### Task directions
What is needed is an exact copy of all the records.
··· Extracted material ···
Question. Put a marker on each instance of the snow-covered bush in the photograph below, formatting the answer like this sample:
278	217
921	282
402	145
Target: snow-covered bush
···
### The answer
Question. Put a marker on each instance of the snow-covered bush in the photograph below, formatting the answer like this sample:
278	217
921	282
402	145
Target: snow-covered bush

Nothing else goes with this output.